* Problem details *
Reproduce the records precisely. Omit every picture.

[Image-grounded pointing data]
[Start of section]

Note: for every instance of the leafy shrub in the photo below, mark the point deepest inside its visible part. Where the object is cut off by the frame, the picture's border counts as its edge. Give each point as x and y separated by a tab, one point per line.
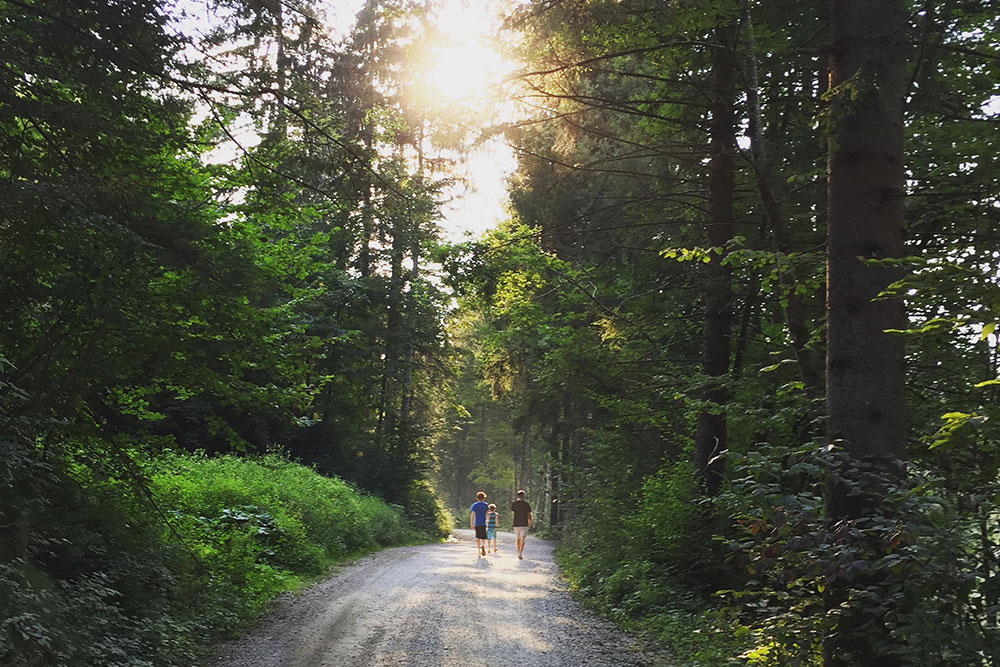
652	565
905	563
99	580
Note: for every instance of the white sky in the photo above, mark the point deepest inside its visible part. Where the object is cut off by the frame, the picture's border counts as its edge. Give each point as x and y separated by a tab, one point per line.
460	75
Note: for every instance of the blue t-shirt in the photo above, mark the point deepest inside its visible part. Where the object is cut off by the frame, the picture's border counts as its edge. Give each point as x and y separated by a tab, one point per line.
479	508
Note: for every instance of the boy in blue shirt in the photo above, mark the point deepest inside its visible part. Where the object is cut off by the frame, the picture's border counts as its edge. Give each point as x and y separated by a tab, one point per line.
477	521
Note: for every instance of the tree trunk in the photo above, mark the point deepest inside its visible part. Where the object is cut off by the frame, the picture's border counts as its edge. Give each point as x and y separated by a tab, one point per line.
794	308
865	382
710	438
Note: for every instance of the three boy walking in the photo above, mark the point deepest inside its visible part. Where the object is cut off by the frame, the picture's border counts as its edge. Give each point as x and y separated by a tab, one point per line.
482	519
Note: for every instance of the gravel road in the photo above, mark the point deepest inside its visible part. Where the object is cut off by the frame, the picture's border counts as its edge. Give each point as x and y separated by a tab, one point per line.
437	604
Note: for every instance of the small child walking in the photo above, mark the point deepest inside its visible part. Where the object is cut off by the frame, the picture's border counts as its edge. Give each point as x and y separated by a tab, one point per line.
491	527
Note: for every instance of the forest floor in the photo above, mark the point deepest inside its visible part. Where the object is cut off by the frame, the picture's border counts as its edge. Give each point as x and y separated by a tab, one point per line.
438	604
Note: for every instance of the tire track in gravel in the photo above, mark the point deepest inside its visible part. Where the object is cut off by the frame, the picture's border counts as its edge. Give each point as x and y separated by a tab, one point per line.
437	604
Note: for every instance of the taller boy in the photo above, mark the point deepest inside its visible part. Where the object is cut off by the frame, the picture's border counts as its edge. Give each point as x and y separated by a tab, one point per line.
522	520
477	521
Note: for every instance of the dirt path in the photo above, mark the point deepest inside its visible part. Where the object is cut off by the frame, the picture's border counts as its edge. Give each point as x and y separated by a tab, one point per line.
436	605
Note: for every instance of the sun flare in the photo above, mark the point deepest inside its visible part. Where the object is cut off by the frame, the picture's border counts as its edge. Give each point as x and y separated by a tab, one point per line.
464	63
460	72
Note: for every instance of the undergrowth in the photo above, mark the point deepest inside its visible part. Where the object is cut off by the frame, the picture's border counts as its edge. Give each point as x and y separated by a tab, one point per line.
146	568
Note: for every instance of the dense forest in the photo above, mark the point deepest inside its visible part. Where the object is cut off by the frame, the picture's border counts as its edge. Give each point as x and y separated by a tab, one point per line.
735	334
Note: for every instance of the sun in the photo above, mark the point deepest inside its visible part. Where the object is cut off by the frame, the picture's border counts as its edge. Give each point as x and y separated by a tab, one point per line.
463	64
462	72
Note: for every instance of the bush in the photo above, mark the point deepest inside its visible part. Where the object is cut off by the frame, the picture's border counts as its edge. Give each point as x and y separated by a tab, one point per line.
104	582
652	565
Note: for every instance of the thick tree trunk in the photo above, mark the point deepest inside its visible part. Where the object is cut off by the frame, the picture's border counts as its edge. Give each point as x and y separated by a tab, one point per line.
865	366
865	380
710	438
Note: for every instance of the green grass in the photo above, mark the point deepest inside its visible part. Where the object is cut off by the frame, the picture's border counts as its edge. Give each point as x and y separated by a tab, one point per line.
149	575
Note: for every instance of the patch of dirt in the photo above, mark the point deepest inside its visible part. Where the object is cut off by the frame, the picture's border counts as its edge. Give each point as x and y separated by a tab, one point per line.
438	604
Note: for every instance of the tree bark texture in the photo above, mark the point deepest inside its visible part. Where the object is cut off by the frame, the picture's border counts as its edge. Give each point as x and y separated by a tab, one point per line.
865	384
710	437
865	365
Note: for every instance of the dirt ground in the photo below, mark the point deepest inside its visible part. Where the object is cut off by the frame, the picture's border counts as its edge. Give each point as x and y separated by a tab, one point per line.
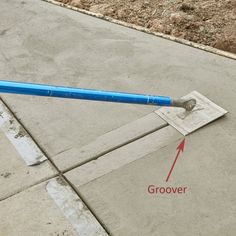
209	22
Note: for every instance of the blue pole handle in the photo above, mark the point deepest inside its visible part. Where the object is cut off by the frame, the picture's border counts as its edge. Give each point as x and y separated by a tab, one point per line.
80	93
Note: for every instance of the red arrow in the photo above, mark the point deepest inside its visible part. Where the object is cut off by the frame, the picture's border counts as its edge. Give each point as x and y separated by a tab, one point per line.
179	148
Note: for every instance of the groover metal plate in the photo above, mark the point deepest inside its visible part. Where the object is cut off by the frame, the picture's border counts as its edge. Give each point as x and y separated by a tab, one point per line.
186	122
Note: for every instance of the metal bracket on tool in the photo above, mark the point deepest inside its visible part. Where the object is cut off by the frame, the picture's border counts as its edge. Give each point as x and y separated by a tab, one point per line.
188	104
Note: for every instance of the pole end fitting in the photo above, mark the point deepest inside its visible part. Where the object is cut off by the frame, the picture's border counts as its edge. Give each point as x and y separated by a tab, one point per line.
188	105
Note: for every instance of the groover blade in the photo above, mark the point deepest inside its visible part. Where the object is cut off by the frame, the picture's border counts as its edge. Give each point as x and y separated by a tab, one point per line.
186	122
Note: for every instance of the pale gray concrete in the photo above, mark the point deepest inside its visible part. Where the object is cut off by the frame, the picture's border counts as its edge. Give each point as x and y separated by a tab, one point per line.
207	168
47	44
33	212
15	175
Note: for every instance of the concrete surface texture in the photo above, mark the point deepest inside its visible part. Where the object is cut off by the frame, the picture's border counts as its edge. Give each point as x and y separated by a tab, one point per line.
58	46
43	43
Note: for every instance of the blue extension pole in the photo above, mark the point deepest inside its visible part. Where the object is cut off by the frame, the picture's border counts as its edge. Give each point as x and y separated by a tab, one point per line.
79	93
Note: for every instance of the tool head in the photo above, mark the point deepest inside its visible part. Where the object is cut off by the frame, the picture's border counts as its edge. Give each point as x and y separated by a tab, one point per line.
199	112
187	104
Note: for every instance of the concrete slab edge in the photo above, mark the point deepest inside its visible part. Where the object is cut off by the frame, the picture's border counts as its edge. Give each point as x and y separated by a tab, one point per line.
109	142
20	139
74	209
122	156
146	30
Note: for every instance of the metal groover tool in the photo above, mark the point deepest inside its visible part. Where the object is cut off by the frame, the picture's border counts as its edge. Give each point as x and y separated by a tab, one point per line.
90	94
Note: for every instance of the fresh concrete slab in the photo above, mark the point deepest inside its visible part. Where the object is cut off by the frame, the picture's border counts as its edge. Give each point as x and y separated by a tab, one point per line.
206	169
43	43
50	208
33	212
123	156
74	209
20	139
110	141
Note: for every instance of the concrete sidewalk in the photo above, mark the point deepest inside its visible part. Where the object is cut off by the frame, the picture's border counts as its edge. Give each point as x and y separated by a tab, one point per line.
110	153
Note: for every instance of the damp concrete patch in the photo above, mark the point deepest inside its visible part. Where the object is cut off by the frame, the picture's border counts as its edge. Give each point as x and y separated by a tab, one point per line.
15	175
84	223
20	139
33	212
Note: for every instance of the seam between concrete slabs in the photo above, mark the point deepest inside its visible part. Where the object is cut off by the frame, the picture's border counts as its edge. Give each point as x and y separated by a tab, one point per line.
115	148
145	30
58	174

[End of section]

* Task solution *
Note: for every instance of the leafy shrub in the photo below, mark the point deepest inside its visible part. Where the object is cut off by the frame, the picture's border counts as its edge. Give each point as x and y separated by a tab, one point per line.
652	565
905	563
99	580
Note: for every instance of the white sky in the photo above, mark the point deepest inside its visible part. Where the object is cut off by the frame, the picture's border counts as its edge. Give each point as x and y separated by a tab, one point per line.
460	75
Note: for every instance of the blue t-shirt in the photo above, mark the point deepest inside its visible part. Where the object is cut off by the frame, the picture's border counts as its edge. Give each point as x and y separated by a tab, one point per line.
479	508
Note: for every instance of the boy in blue shirt in the photo above, mark the point deepest inside its visible part. Where the object is cut off by the frame, the picture's border counts as its edge. Give each point as x and y separated by a tab, one point per line.
477	521
Note: for every instance of the tree trunk in the photo above, mark the point deepest inside its visible part. Where the object is cut off by the frame, the picture's border counts as its edge. Give each point as x and y separated by a tab, one point per line.
794	308
865	382
710	438
Note: for every instance of the three boy walking in the photo above, mark the point deepest inside its visible part. Where the object is cut off by the frame, the picture's border counts as its edge. Give each point as x and y separated by a tab, one point per line.
482	519
Note: for every instance of the gravel road in the photo above, mark the point deepest inside its visible part. Where the object is cut off by the frame, the picture's border counts as its edge. Give each point as x and y separated by a tab, one point per line.
437	604
Note: for every instance of the small child walking in the photo above, mark the point deepest inside its visible part. Where the object is cut off by the frame, the picture's border counts as its edge. Give each point as x and y separated by a tab, one point per line.
491	527
Note: for every instance of the forest floor in the photo above, mark the point deepest inside its visible part. Where the object is cut off by the frame, the picture's border counts as its edge. Give each point as x and y separated by a tab, one point per line.
438	604
Note: for every instance of the tire track in gravel in the photo above, mark the point deepest inside its visible part. Where the object is cut off by the frame, the picture's border counts as its edge. Give each point as x and y separated by a tab, one point per line.
437	604
Note: for every instance of the taller boy in the photo above, mark the point deepest inside its visible part. Where the object is cut off by the frame, the picture's border counts as its edge. Give each point as x and y separated by a tab, one point per line.
522	520
477	521
Note: for every instance of the dirt path in the photo above, mark the point deepest inside its visible part. Where the object is cut off by the frame, the picture's border counts as its edge. Give each point as x and y separated by a tab, one point per line.
436	605
Note: for every instance of the sun flare in the photo above, mark the point deepest inside its visible part. Where the object is cut off by the frame, the picture's border counts as its edge. Give each point as x and y separated by a tab, one point per line.
464	63
460	72
Note: for every instance of the undergrowth in the photo above, mark the point deepest inside its visible part. Where the object is cut off by the frame, the picture's border counts as its edge. Give each point as x and y separated by a tab, one point per line.
146	568
Note: for every instance of the dense forest in the photo above, mark the point deepest inside its visible part. Where the object is cut off by the frame, the picture's border counts as its edge. Give each point as x and y separated by a tab, one point per line.
735	334
Note: for every instance of the sun in the photo above, mark the point deepest inside its visible part. Where the object is cut off by the frame, the picture's border counts as its edge. Give each point as x and y separated by a tab, one point per line.
463	64
462	72
Note: for every instance of the bush in the photo above, mark the point deepest inside its visible part. Where the object is cut off by the frame, the picture's border counts as its edge. Give each point as x and y separated by a tab, one point per line.
104	582
652	565
Note: for every instance of the thick tree trunk in the photo above, mark the point deepest inside its visible part. Where the object is cut off by the frame, the picture's border counts as its edge. Give each point as x and y separated by a tab, one point per line.
865	366
865	380
710	438
Note: for every instance of the green grass in the photo above, mark the point deepest inside its visible part. Where the object is cut off by the frame, the picture's border counts as its edge. Give each point as x and y separated by a tab, one point per line.
149	575
Note: for every instance of the patch of dirt in the photo above, mark the point deepest inside its visible part. Where the object is cut off by the frame, the picture's border counts as its edge. Give each point as x and y separated by a tab, one point per line.
438	604
Note: for every instance of the tree bark texture in the photo above, mark the point deepest inside its visible part. Where the object is cut off by the frame, the picture's border counts as its edge. Give each point as x and y separated by a tab, one point per line.
865	384
710	437
865	365
Note: for every instance of the dirt ground in the photo below, mark the point deepest inside its visible part. Where the object is cut off by the frame, the picture's border counts as its edge. Give each point as x and y separated by a tab, one point per line.
209	22
Note: for every instance of the blue pole handle in the photo above, mark the point deepest inside its visible part. Where the object is cut off by the frame, the picture's border counts as its edge. Give each point as x and y separated by a tab, one point per line.
80	93
Note: for every instance of the red arrow in the photo above, mark the point deepest inside its visible part. Where the object is cut off by the frame, the picture's border counts as its edge. Give each point as x and y separated by a tab, one point per line.
179	148
Note: for every instance of the groover metal plate in the photo above, mark the point deepest inside its visible part. Where the object is cut off by the frame, the picture's border counts as its edge. Give each point as x and y separated by a tab, one point per line.
186	122
Note: for every instance of the metal bracket on tool in the photo above, mark the point deepest inside its visible part. Where the object is cut off by the frame, the picture's border counts as its edge. Give each point as x and y separated by a tab, one point per line.
188	104
Note: for every instance of the pole end fitting in the photo above, mark the point deepest inside its visible part. Where the object is cut off by the frame, the picture's border counts as its edge. Give each point as x and y separated by a tab, one point per line.
188	105
Note: for every instance of the groover blade in the photo above, mark the point deepest inside its visible part. Where the object is cut off by the frame, the picture's border counts as its edge. Give each point as x and y separated by a tab, one point per line.
186	122
Note: for every instance of the pale gray concrete in the photo above, mark the point deepest inside its visible part. Where the object is cut off by the frame, the picture's border counts as its edge. Give each point as x and y separated by a tab, one point per line.
207	168
47	44
33	212
15	175
Note: for every instance of the concrete surface texture in the photo above, mark the point deepest inside its visible part. Where the object is cut off by the frame, the picture's border counts as its edge. Give each point as x and y separated by a tab, one point per line.
58	46
43	43
Note: for every instance of the blue extension pole in the photo above, mark the point deepest inside its visible part. Where the object is cut off by the frame, the picture's border counts as its edge. Give each point as x and y separated by a tab, one point per line.
79	93
Note: for every instance of the tool head in the photo above, mark the point deepest inside its visible part. Where the object is cut off by the frame, the picture's border counts as its edge. Give each point as x and y separated by a tab, one point per line.
199	112
187	104
Note: for every instance of the concrete slab edge in the photo above, mark the point deepest inside its visible part. Where the object is cut off by the frame, the picture's border counts as its edge. Give each point as x and y separated by a tab, one point per line.
109	142
20	139
74	209
122	156
146	30
Note: for every instance of the metal groover tool in the photo above, mark the point deepest inside its visible part. Where the object is cut off by the frame, the picture's border counts as its edge. Give each point as x and y separated by a tab, one point per line.
90	94
Note: for every instance of the fresh concrete slab in the photo above, mark the point deepest inside its visible part. Where the object is cut off by the frame, the picture's border counts as its edge. Give each point as x and y separated by a tab, one point per line.
206	169
43	43
50	208
33	212
123	156
74	209
20	139
110	141
Note: for every instance of the concrete sidewalk in the photo above, mark the point deepest inside its visible part. Where the object is cut off by the frame, the picture's border counts as its edge. Give each point as x and y separated by a tab, one point per line.
110	153
Note: for every instance of the damp concrete patch in the photo above, mark the point deepest inside its visible part. Where the object is cut off by the frame, the picture's border counts as its edge. Give each point as x and y separated by a tab, one point per line.
15	175
84	223
20	139
33	212
Note: for every instance of the seam between concrete slabs in the photo above, mark the point deepest inside its visible part. Where the object is cut off by the frame, the picture's border counts as its edge. Give each point as x and y separated by a tab, one point per line.
115	148
145	30
58	174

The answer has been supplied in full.